What the task requires
Return the material verbatim, starting at the line that contains "Expected behaviour: for every instance of the curved" and ending at the end of the material, with both ends included. Omit the pictures from your answer.

Record list
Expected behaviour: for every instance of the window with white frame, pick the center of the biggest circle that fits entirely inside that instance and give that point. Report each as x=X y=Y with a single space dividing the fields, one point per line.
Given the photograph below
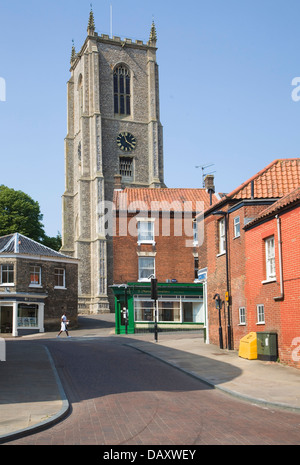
x=195 y=232
x=270 y=258
x=237 y=226
x=35 y=276
x=145 y=231
x=146 y=268
x=260 y=313
x=222 y=239
x=59 y=277
x=242 y=315
x=7 y=274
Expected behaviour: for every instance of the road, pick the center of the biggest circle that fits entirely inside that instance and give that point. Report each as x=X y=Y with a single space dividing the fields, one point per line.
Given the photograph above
x=120 y=396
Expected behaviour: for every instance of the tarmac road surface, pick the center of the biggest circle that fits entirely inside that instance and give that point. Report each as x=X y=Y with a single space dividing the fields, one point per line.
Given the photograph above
x=122 y=396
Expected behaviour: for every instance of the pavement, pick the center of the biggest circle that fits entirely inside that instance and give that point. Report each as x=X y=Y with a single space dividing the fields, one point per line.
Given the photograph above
x=32 y=397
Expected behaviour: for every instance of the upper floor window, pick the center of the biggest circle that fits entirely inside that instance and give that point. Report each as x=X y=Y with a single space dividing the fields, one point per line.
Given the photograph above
x=237 y=226
x=242 y=315
x=270 y=258
x=145 y=231
x=121 y=91
x=60 y=277
x=35 y=276
x=146 y=268
x=7 y=274
x=222 y=239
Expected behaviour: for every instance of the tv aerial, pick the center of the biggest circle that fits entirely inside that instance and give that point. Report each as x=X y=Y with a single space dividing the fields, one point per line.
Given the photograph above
x=203 y=167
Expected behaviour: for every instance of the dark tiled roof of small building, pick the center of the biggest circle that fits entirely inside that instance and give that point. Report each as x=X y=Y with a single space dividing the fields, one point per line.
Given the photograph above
x=289 y=200
x=18 y=244
x=274 y=181
x=151 y=199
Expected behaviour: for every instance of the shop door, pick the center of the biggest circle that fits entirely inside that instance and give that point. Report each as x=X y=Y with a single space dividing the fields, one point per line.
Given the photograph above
x=6 y=319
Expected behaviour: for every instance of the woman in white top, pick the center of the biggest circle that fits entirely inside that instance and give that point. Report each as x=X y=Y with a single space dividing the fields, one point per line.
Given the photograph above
x=63 y=326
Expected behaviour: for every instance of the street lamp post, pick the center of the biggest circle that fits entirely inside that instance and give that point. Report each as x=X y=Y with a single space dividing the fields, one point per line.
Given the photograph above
x=225 y=215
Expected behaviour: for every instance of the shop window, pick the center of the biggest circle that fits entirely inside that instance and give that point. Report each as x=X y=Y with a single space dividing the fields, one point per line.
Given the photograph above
x=7 y=274
x=143 y=310
x=168 y=311
x=27 y=315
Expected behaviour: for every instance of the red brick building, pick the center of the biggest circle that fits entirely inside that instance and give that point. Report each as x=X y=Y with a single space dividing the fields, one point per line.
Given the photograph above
x=156 y=235
x=222 y=256
x=272 y=250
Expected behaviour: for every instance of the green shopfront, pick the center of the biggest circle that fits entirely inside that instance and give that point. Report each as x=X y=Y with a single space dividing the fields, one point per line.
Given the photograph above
x=178 y=307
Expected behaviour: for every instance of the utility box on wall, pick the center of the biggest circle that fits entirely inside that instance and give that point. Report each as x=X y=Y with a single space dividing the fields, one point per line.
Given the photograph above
x=248 y=346
x=267 y=348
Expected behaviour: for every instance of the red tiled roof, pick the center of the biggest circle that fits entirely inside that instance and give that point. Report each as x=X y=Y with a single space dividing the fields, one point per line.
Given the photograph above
x=158 y=198
x=285 y=201
x=274 y=181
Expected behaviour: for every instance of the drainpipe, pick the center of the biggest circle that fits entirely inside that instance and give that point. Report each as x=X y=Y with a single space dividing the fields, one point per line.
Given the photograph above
x=281 y=297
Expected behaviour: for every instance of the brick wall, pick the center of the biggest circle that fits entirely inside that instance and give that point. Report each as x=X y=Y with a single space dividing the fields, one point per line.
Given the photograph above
x=173 y=259
x=281 y=316
x=58 y=301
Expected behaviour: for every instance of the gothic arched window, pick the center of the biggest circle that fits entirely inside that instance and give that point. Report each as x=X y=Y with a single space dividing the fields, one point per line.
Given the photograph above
x=121 y=91
x=80 y=95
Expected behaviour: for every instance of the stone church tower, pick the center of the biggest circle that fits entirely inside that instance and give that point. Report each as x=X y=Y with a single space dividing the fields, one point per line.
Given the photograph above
x=113 y=131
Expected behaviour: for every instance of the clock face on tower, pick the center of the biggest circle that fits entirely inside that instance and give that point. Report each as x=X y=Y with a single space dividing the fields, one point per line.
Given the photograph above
x=126 y=141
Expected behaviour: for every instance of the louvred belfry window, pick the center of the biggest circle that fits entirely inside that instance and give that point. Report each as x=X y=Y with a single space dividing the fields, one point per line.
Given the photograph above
x=121 y=91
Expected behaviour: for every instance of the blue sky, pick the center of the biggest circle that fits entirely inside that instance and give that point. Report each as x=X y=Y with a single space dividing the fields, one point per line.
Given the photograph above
x=225 y=69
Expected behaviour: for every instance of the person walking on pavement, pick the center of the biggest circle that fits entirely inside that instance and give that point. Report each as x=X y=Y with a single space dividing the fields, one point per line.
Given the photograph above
x=63 y=325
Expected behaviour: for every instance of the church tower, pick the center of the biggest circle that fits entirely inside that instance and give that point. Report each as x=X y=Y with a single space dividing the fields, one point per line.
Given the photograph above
x=113 y=131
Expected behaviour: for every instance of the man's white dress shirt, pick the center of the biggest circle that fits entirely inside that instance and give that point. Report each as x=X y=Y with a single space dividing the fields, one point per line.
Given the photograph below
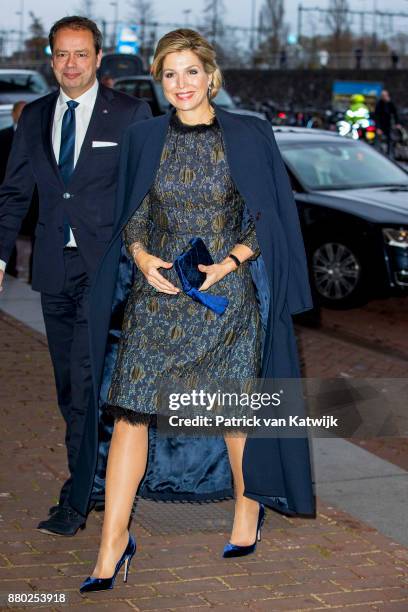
x=83 y=114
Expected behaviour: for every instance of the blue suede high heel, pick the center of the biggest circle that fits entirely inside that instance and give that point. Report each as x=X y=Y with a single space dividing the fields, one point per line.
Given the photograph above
x=102 y=584
x=233 y=550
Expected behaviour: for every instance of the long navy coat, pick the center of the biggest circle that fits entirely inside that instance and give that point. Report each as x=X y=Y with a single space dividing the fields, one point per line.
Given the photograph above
x=277 y=470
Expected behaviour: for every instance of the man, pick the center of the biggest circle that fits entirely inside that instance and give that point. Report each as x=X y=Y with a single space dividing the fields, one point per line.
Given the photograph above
x=386 y=117
x=6 y=141
x=6 y=137
x=67 y=144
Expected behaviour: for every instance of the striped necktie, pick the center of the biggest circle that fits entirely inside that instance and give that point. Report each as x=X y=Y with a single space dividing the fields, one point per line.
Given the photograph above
x=67 y=151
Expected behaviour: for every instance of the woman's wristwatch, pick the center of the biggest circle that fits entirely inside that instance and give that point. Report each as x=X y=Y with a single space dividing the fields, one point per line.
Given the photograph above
x=235 y=258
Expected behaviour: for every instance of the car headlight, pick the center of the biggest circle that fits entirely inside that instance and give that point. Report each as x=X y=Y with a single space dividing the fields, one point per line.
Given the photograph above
x=396 y=237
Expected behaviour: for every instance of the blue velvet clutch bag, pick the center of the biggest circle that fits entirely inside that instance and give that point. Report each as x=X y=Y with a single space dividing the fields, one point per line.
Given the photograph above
x=191 y=278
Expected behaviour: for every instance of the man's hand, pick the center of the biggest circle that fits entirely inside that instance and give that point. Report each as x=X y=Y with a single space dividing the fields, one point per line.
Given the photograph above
x=215 y=272
x=149 y=264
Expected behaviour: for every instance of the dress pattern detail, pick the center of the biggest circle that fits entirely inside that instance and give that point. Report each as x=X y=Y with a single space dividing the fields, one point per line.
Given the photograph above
x=171 y=336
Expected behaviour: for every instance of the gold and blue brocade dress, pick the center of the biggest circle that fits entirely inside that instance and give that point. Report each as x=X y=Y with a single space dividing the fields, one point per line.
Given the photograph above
x=172 y=336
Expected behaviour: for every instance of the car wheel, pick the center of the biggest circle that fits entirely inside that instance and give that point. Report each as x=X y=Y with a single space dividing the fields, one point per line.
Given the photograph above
x=338 y=273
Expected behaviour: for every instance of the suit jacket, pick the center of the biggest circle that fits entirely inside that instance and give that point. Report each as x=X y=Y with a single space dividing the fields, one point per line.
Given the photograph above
x=87 y=200
x=6 y=140
x=277 y=470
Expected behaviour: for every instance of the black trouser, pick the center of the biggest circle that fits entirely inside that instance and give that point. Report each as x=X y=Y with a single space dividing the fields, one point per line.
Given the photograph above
x=66 y=323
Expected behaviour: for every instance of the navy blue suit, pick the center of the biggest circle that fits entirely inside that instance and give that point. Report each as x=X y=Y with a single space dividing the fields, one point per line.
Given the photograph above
x=277 y=470
x=63 y=277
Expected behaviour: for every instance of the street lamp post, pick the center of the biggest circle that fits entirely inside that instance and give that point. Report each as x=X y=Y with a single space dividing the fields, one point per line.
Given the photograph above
x=21 y=32
x=187 y=17
x=115 y=5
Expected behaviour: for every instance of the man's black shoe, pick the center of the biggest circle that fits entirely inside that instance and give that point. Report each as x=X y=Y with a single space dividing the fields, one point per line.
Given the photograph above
x=65 y=521
x=97 y=506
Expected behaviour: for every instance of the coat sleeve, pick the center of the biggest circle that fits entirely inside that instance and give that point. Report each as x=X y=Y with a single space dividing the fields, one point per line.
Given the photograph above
x=247 y=235
x=15 y=192
x=299 y=296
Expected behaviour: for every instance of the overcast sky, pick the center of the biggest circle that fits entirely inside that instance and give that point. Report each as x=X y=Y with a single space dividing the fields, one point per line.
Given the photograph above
x=238 y=11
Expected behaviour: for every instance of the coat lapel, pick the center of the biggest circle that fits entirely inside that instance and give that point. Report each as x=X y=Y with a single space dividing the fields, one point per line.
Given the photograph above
x=148 y=164
x=101 y=115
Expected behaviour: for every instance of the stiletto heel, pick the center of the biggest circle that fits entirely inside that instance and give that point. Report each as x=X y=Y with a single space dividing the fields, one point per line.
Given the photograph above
x=233 y=550
x=102 y=584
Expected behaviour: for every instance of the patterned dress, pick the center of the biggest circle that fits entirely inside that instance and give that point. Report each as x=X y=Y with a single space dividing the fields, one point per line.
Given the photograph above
x=163 y=335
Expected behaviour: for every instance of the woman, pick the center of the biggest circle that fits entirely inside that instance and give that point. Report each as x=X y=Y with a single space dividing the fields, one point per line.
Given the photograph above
x=193 y=190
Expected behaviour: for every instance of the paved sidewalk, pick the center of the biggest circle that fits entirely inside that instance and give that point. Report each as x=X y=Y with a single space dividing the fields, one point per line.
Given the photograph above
x=333 y=562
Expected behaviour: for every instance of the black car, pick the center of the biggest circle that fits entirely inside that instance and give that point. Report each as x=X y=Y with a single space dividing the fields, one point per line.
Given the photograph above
x=353 y=206
x=17 y=84
x=149 y=90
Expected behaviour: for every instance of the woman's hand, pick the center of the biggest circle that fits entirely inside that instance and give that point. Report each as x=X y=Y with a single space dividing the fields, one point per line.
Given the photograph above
x=216 y=272
x=149 y=266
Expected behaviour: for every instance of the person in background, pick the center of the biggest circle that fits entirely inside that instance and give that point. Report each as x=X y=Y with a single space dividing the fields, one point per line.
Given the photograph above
x=6 y=141
x=67 y=145
x=386 y=117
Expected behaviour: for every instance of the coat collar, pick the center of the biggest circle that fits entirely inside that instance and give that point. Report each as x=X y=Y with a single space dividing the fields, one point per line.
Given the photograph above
x=242 y=149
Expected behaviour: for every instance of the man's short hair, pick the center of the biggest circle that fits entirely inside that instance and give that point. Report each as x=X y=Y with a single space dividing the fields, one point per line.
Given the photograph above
x=75 y=22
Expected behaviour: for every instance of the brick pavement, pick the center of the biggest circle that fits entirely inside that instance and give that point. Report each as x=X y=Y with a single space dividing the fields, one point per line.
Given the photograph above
x=334 y=562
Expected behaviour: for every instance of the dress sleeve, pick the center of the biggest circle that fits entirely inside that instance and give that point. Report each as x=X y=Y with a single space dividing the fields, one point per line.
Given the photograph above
x=138 y=227
x=247 y=235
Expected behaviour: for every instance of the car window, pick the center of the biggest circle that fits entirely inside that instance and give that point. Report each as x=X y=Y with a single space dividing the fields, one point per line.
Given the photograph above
x=16 y=82
x=6 y=120
x=340 y=165
x=223 y=99
x=143 y=90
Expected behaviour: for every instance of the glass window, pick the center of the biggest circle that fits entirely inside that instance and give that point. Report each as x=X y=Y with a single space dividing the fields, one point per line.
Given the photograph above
x=143 y=90
x=340 y=165
x=16 y=82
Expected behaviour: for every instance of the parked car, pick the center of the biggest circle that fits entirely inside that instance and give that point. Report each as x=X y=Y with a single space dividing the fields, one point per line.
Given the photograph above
x=18 y=84
x=6 y=120
x=119 y=65
x=353 y=206
x=149 y=90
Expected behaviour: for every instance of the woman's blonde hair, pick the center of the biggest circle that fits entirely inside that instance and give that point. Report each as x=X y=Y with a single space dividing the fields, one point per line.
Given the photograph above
x=185 y=39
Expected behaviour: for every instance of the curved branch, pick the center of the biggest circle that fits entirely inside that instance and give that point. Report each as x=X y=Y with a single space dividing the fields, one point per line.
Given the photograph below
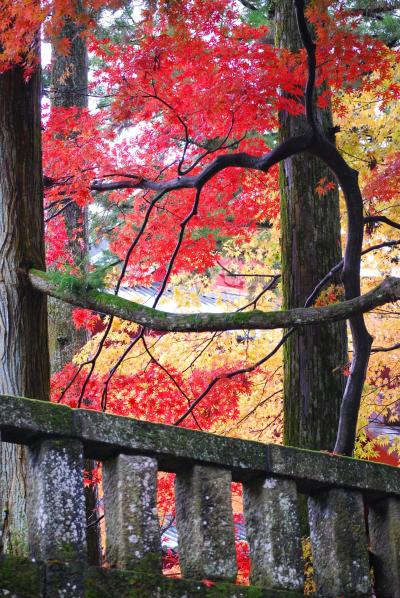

Answer to this problem
Expected behaviour: for every instance of the curved branch, pick the center of the biggest circle that fits entirely inside that instance and give that point. Report each as x=X y=Y with a single space dividing the fields, one point per line.
Given the photograph below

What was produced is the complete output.